Referring expression pointing data

+ + + + + + +

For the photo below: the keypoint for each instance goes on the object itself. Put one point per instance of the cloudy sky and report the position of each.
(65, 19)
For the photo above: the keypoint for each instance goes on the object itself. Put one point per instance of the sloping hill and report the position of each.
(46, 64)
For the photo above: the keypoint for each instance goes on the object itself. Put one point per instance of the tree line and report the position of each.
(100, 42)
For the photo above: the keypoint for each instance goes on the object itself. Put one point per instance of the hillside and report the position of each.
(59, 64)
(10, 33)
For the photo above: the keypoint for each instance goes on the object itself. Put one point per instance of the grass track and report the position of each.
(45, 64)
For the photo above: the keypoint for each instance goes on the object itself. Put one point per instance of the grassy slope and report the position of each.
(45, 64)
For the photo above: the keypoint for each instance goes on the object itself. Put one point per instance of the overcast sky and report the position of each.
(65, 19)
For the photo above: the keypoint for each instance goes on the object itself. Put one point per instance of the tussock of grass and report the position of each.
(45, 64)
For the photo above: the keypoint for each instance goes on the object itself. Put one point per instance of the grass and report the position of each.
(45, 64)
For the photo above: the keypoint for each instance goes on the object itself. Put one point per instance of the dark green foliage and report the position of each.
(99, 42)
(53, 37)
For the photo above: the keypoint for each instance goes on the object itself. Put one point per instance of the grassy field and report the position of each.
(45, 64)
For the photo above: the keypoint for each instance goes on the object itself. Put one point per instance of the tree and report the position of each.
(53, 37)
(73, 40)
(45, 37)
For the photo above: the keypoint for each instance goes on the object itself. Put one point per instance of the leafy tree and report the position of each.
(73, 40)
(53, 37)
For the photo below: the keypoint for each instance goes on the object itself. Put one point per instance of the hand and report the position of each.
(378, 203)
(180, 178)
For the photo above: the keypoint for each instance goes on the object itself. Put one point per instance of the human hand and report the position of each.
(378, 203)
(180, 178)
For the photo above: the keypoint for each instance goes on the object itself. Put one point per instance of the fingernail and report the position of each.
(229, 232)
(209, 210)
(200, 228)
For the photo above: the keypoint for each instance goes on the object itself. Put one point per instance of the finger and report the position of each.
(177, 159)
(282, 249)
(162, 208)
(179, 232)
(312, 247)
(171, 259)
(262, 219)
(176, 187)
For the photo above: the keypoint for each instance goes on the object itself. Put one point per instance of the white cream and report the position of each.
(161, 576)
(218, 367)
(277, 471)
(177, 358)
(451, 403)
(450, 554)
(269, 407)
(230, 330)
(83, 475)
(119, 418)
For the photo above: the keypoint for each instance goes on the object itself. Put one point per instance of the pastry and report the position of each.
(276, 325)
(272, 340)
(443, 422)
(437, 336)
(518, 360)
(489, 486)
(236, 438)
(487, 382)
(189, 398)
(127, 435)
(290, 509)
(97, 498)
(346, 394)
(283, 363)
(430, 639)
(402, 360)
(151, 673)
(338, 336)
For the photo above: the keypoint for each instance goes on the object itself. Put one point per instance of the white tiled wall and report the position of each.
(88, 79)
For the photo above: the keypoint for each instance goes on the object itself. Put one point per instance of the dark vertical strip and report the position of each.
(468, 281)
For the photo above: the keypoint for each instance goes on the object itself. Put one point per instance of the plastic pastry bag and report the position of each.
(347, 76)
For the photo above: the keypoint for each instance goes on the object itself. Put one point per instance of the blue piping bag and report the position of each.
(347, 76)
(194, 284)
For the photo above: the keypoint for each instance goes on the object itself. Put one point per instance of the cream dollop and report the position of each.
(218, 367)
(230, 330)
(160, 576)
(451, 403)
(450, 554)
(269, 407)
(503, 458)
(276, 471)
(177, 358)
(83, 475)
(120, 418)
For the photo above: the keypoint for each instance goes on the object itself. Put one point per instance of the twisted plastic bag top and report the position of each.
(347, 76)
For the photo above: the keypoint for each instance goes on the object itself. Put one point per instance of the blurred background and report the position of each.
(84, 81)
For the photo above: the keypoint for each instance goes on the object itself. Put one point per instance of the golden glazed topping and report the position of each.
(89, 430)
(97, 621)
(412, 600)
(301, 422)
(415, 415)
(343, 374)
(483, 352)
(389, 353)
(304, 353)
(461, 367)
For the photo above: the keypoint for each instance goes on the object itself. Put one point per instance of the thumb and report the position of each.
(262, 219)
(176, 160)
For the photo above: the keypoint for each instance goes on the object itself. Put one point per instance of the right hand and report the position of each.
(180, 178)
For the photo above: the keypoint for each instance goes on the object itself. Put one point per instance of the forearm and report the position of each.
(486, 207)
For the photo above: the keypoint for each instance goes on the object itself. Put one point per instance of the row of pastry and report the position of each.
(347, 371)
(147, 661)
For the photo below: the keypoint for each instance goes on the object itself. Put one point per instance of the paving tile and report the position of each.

+ + + + + + +

» TASK GOAL
The data above needs retyping. Reproduce each line exactly.

» PROBLEM SOLUTION
For the photo below: the keypoint for each instance goes on the object itself. Put one point per instance of the cloudy sky and report the position of each.
(65, 19)
For the photo above: the keypoint for each instance goes on the object itself. Put one point per instance of the sloping hill and report the position of each.
(46, 64)
For the photo above: the keypoint for each instance goes on the object itself. Put one point per instance of the tree line and report the position of each.
(100, 42)
For the photo above: the keypoint for each instance goes on the object itself. Put one point per instance of the hillside and report the position of each.
(59, 64)
(10, 33)
For the photo above: the keypoint for each instance goes on the object itself. Put one point per instance of the grass track and report the position of each.
(45, 64)
For the photo above: the keypoint for each instance goes on the object itself. Put one point per instance of the grassy slope and report the position of each.
(45, 64)
For the photo above: the keypoint for each instance goes on the object itself. Put one point per instance of the overcast sky and report the position of each.
(65, 19)
For the photo above: the keypoint for each instance goes on the object itself. Put one point per instance of the tussock of grass and report the position of each.
(45, 64)
For the photo above: the keypoint for each instance goes on the object itself. Put one point per instance of the grass and report the position of each.
(45, 64)
For the photo above: the keypoint for each instance goes on the object itself. Put one point per instance of the dark green foliage and report the position of each.
(99, 42)
(53, 37)
For the photo above: the keypoint for each instance goes on the object itself. Put one point per instance of the grassy field and report the position of each.
(45, 64)
For the photo above: the keypoint for each instance goes on the object itself. Put one point per instance of the tree and report the position of each.
(53, 37)
(73, 40)
(45, 37)
For the photo above: the keypoint for each instance goes on the object itself. Put one point per instance of the leafy tree and report the position of each.
(73, 40)
(53, 37)
For the photo below: the keypoint for each instance goes on the object itself. Put one point per instance of the hand and report the position of each.
(378, 203)
(180, 178)
For the photo above: the keypoint for each instance goes on the object itself. Put one point per instance of the human hand and report the position of each.
(378, 203)
(180, 178)
For the photo above: the keypoint for each instance goes on the object itself. Put one point per instance of the fingernail and report the position of each.
(229, 232)
(209, 210)
(200, 228)
For the photo above: the keypoint for each instance goes on the object itself. Put one point per instance of the finger and report the position of each.
(177, 159)
(282, 249)
(162, 208)
(179, 232)
(312, 247)
(171, 259)
(262, 219)
(176, 187)
For the photo above: the keypoint for each instance goes on the object itself. Put one point per instance of the white cream and report the position of each.
(161, 576)
(218, 367)
(277, 471)
(177, 358)
(451, 403)
(450, 554)
(269, 407)
(230, 330)
(83, 475)
(119, 418)
For the photo above: the keypoint for each instance goes on the object itself. Put one point per instance of the pastry and report the position of each.
(276, 325)
(272, 340)
(443, 422)
(437, 336)
(518, 360)
(489, 486)
(236, 438)
(487, 382)
(189, 398)
(127, 435)
(290, 509)
(97, 498)
(346, 394)
(283, 363)
(430, 639)
(402, 360)
(151, 673)
(338, 336)
For the photo above: the keypoint for each instance goes on the object itself. Put one point per instance of the white tiled wall and report the position of each.
(88, 79)
For the photo above: the keypoint for each instance goes on the object itself. Put one point per instance of the dark vertical strip and report the position of each.
(468, 281)
For the photo above: the keypoint for each instance goes on the object itself. Put one point per instance of the plastic pastry bag and report the position of each.
(347, 76)
For the photo above: the keypoint for each instance goes on the object itself. Put one point per instance of the blue piping bag and report the position of each.
(347, 76)
(194, 284)
For the photo above: the keypoint for each instance goes on the object itself. Put one point per instance of the cream dollop and report the position of each.
(218, 367)
(230, 330)
(160, 576)
(451, 403)
(450, 554)
(269, 407)
(503, 458)
(276, 471)
(177, 358)
(83, 475)
(120, 418)
For the photo above: the keypoint for each instance goes on the object itself. Put one point per instance of the twisted plastic bag top and report the position of each.
(347, 76)
For the photo above: the keypoint for each instance goes on the object itself. Put one point per instance of the blurred background and report the position of each.
(84, 81)
For the photo above: the keypoint for each instance goes on the object itself. Put one point per instance of the golden glazed topping and report the position of each.
(89, 430)
(97, 621)
(412, 600)
(301, 422)
(415, 415)
(343, 374)
(483, 352)
(389, 353)
(304, 353)
(461, 367)
For the photo above: the keypoint for each instance goes on the object itself. Put one point per instance of the thumb and report the position of each.
(262, 219)
(176, 160)
For the photo above: the keypoint for each instance goes on the object itself. Put one point per instance of the right hand and report the position of each.
(180, 178)
For the photo above: the keypoint for each instance goes on the object itself. Put one point per instance of the forearm and report the position of each.
(486, 207)
For the photo above: the keypoint for each instance goes on the object itself. Put one point per instance of the row of pastry and report the position of each.
(347, 371)
(147, 661)
For the photo below: the keypoint for each instance goes on the object itself. Put one point per instance of the paving tile and report the position of each.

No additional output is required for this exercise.